Data to process>
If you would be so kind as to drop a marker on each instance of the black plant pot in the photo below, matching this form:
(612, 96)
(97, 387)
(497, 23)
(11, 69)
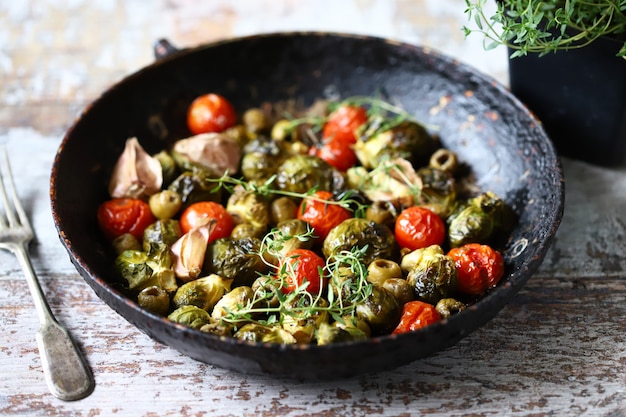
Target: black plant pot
(580, 96)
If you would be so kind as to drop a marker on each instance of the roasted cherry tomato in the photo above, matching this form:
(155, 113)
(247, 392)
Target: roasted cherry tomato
(124, 215)
(418, 227)
(336, 153)
(415, 315)
(207, 209)
(321, 215)
(300, 266)
(342, 123)
(479, 267)
(210, 113)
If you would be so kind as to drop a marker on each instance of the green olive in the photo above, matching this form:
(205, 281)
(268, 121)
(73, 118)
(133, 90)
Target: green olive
(401, 289)
(449, 306)
(165, 204)
(244, 230)
(283, 208)
(444, 159)
(155, 300)
(381, 270)
(254, 119)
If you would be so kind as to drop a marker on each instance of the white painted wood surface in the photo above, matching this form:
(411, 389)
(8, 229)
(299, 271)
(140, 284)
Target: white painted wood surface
(557, 349)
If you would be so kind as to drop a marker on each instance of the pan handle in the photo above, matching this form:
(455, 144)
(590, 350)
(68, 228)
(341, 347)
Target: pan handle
(163, 48)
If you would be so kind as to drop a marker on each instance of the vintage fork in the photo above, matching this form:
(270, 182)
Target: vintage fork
(67, 374)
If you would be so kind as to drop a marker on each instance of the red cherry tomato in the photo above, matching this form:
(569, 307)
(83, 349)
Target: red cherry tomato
(479, 267)
(320, 215)
(336, 153)
(418, 227)
(210, 113)
(342, 123)
(303, 265)
(415, 315)
(207, 209)
(124, 215)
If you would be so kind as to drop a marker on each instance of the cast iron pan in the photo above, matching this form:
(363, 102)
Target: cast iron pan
(492, 132)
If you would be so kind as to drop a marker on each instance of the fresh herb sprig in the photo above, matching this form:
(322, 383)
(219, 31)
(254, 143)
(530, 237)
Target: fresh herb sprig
(300, 303)
(267, 189)
(535, 26)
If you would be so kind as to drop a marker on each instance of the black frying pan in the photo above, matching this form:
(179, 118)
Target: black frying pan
(492, 132)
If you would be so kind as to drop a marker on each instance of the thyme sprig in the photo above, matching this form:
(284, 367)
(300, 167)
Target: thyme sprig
(547, 26)
(267, 189)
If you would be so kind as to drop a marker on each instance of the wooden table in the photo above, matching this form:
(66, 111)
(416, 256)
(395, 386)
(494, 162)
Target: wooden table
(558, 349)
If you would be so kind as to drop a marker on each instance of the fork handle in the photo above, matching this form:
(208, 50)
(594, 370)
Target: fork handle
(66, 371)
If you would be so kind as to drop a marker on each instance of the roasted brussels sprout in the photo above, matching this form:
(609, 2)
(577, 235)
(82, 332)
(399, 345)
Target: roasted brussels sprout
(255, 120)
(254, 332)
(161, 235)
(203, 292)
(301, 322)
(300, 173)
(381, 270)
(400, 288)
(378, 240)
(236, 259)
(327, 334)
(232, 301)
(449, 306)
(445, 160)
(433, 274)
(217, 327)
(190, 316)
(154, 299)
(248, 207)
(407, 139)
(438, 191)
(281, 209)
(294, 234)
(476, 221)
(192, 186)
(141, 271)
(260, 160)
(381, 311)
(353, 321)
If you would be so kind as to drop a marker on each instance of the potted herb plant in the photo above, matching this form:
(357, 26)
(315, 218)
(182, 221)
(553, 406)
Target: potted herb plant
(568, 65)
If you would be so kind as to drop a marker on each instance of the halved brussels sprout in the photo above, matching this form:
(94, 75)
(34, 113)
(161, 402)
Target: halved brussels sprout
(141, 271)
(477, 220)
(301, 173)
(236, 259)
(254, 332)
(407, 140)
(361, 233)
(433, 275)
(154, 299)
(381, 310)
(190, 316)
(203, 292)
(248, 207)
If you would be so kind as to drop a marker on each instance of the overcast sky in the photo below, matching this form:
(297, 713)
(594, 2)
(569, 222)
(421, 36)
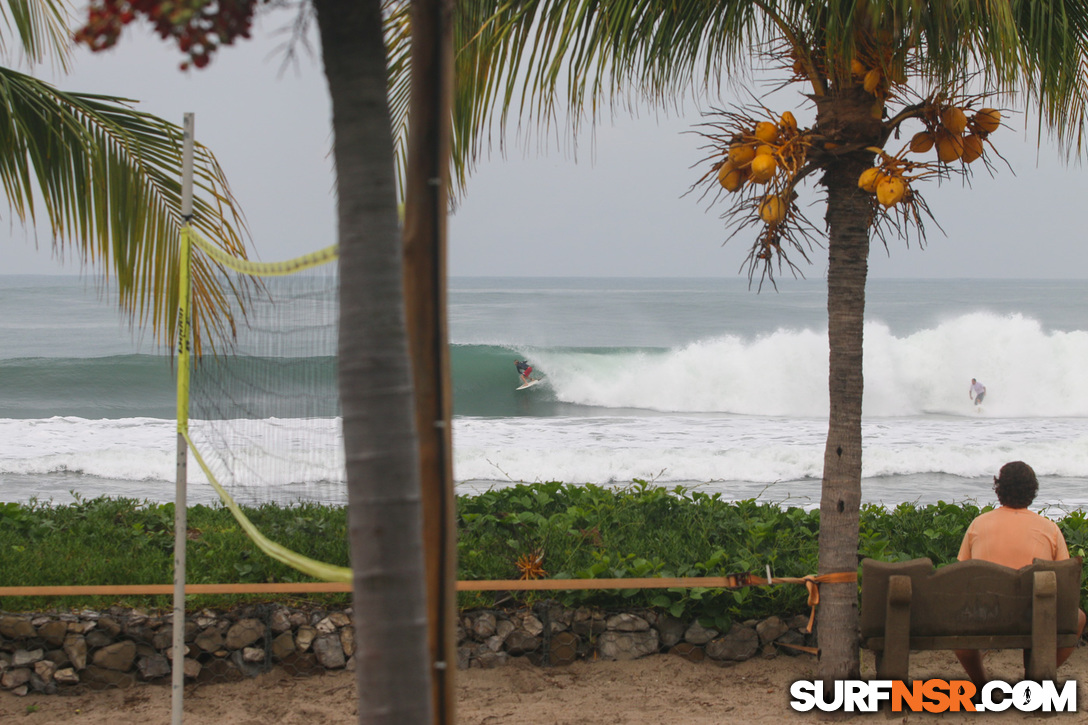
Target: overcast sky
(619, 209)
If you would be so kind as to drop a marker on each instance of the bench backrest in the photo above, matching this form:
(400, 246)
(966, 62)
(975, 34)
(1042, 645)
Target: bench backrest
(967, 598)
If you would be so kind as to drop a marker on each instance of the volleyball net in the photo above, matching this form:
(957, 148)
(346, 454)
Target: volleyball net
(260, 414)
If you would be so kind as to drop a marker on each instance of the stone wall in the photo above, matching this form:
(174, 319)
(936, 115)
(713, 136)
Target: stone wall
(51, 652)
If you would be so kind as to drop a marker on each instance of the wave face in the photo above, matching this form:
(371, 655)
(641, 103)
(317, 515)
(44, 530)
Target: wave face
(1029, 372)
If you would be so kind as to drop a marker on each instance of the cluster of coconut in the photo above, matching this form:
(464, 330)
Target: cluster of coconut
(950, 131)
(953, 134)
(756, 157)
(889, 181)
(876, 80)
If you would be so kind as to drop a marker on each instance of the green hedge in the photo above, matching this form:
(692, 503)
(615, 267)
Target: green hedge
(579, 531)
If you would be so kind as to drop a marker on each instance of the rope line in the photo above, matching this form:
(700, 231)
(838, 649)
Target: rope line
(267, 269)
(305, 564)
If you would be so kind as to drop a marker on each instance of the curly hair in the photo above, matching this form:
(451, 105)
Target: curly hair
(1015, 484)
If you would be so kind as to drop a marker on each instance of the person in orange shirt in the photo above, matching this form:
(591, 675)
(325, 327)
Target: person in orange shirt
(1012, 536)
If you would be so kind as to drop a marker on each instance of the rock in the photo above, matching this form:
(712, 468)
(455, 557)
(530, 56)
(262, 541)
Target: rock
(53, 633)
(770, 629)
(520, 641)
(799, 622)
(16, 627)
(252, 654)
(627, 646)
(689, 651)
(491, 660)
(347, 640)
(740, 643)
(792, 637)
(329, 651)
(209, 640)
(696, 634)
(13, 678)
(563, 649)
(588, 623)
(340, 619)
(279, 621)
(464, 656)
(109, 625)
(45, 670)
(66, 676)
(244, 633)
(152, 666)
(504, 627)
(23, 658)
(301, 664)
(283, 646)
(222, 671)
(75, 648)
(100, 678)
(118, 656)
(304, 638)
(532, 625)
(192, 667)
(626, 622)
(484, 625)
(670, 630)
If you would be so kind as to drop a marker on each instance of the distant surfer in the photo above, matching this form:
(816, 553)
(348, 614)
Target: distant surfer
(523, 369)
(977, 391)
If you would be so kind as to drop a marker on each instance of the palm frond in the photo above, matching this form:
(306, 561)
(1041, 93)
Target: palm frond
(108, 180)
(40, 28)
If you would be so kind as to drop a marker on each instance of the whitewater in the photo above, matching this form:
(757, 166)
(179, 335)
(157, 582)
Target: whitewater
(682, 382)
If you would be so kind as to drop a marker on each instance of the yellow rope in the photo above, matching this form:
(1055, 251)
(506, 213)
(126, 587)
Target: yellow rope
(279, 552)
(267, 269)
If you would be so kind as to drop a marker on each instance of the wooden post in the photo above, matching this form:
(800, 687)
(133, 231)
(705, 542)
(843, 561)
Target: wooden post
(181, 514)
(1042, 660)
(894, 661)
(424, 244)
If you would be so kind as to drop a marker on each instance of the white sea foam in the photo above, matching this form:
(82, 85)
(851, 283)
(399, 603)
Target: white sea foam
(1029, 372)
(757, 450)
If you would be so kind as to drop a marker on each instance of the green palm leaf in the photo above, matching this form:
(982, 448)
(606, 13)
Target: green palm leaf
(107, 179)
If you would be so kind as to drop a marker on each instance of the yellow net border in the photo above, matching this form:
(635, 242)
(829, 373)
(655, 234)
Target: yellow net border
(188, 237)
(266, 269)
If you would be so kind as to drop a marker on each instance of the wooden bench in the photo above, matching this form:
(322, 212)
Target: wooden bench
(968, 605)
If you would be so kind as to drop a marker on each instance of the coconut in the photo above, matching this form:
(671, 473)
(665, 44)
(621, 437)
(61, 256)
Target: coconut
(922, 142)
(873, 80)
(730, 177)
(763, 168)
(773, 210)
(869, 179)
(891, 191)
(766, 132)
(741, 155)
(954, 120)
(987, 120)
(972, 148)
(949, 147)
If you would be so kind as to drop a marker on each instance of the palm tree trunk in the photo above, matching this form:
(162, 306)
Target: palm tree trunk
(380, 440)
(848, 115)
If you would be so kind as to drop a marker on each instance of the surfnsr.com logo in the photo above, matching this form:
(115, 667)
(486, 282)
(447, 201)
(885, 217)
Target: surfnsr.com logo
(932, 696)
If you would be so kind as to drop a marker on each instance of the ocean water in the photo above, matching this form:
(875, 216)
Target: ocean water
(694, 382)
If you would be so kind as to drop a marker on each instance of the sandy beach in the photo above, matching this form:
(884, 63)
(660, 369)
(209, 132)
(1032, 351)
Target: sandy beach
(655, 689)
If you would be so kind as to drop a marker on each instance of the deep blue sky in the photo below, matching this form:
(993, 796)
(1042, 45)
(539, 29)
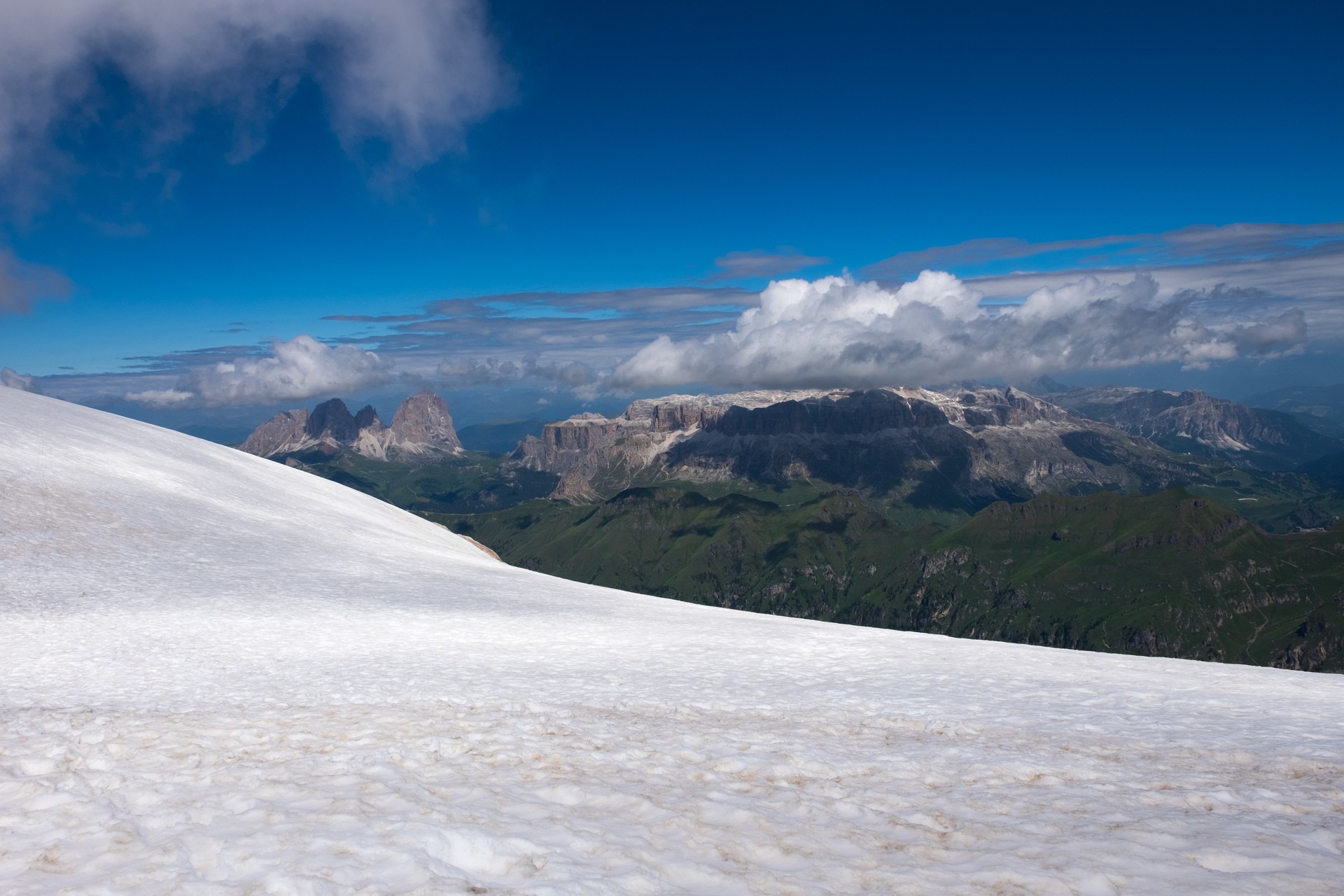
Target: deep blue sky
(645, 141)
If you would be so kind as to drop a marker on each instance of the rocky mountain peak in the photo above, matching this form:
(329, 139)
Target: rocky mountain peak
(422, 424)
(368, 418)
(332, 418)
(272, 437)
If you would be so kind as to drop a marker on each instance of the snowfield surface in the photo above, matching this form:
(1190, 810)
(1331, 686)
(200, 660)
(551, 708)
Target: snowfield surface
(223, 676)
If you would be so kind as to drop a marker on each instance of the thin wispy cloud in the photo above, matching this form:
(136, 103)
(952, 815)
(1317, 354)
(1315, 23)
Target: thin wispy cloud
(760, 264)
(11, 378)
(1240, 293)
(1191, 246)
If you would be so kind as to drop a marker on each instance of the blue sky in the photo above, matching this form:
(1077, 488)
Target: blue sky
(610, 172)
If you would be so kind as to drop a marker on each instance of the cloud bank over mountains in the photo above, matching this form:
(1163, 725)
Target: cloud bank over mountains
(410, 74)
(1246, 293)
(296, 370)
(841, 332)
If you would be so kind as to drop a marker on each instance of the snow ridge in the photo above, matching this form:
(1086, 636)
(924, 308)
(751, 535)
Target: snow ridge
(219, 675)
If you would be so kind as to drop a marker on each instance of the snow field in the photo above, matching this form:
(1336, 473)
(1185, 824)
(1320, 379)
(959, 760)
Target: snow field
(223, 676)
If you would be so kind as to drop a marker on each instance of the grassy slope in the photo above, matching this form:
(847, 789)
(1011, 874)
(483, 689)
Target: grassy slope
(470, 482)
(1170, 574)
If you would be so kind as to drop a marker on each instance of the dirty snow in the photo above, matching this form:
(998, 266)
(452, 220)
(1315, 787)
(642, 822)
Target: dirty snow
(223, 676)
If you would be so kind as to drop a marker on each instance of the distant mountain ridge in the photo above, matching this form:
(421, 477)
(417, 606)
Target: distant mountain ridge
(421, 428)
(1199, 424)
(958, 450)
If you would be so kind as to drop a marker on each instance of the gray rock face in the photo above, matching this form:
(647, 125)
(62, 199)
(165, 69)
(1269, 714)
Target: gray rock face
(422, 425)
(1193, 421)
(332, 419)
(279, 434)
(421, 429)
(965, 449)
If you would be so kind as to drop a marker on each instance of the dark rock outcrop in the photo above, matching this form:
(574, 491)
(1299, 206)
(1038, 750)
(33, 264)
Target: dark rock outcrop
(964, 450)
(1199, 424)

What you need to do>
Recast the stretch of the records from the line containing "the snow field" through the line containing "(1170, 574)" as a JSON list of strings, with one string per line and blank lines omitted.

Expected answer>
[
  "If you would be so kind as to drop a marker on each instance of the snow field in the photo above, matching this form:",
  "(1336, 473)",
  "(1185, 824)",
  "(1320, 379)",
  "(959, 760)",
  "Target: snow field",
  "(223, 676)",
  "If you would be so kind as to drop a marker on each instance of the grassy slope in the photo above, matching this form:",
  "(847, 789)",
  "(1011, 874)",
  "(483, 689)",
  "Target: grassy slope",
  "(470, 482)",
  "(1170, 574)"
]